* [Required work] Count how many lines of the material below contain the word "coat". Give only the number.

[Raw records]
* start *

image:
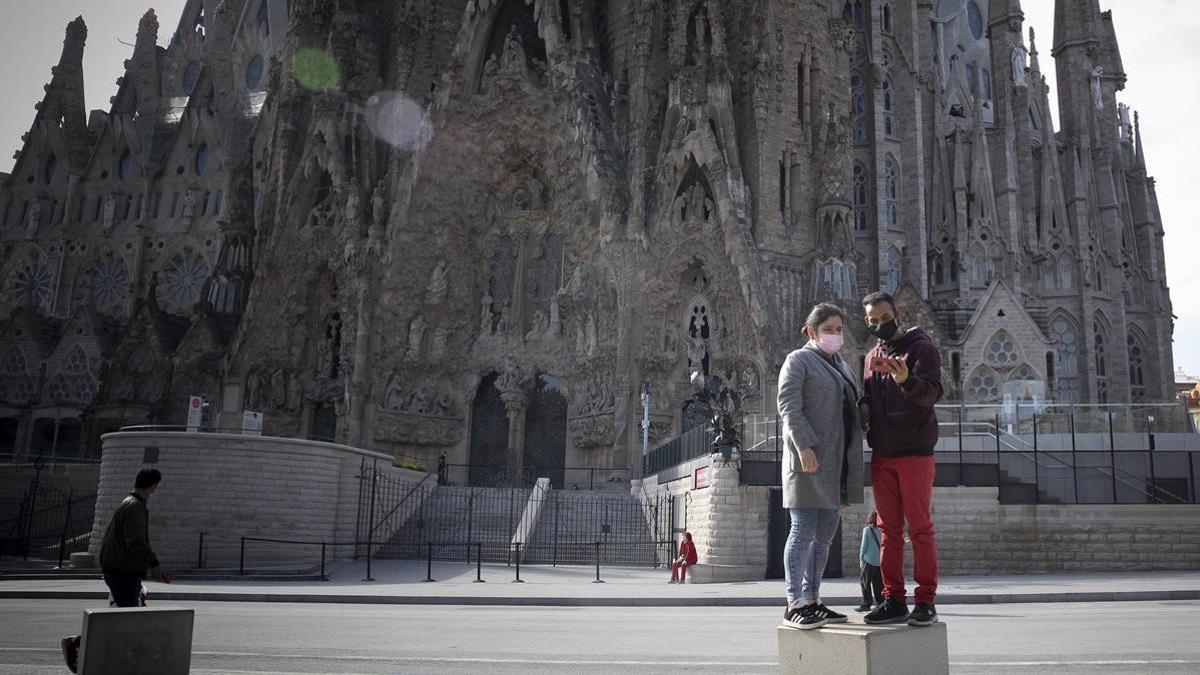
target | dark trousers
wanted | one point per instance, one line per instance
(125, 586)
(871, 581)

* end *
* start *

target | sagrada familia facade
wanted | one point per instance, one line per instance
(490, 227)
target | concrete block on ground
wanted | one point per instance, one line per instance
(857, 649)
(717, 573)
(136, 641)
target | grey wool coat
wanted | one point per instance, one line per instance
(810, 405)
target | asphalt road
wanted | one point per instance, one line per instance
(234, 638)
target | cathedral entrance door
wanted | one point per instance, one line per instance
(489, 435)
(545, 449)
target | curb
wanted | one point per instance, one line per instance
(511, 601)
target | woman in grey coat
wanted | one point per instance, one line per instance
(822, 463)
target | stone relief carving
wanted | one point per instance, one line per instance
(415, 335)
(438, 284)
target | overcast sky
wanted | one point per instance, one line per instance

* end *

* [Exercise response] 2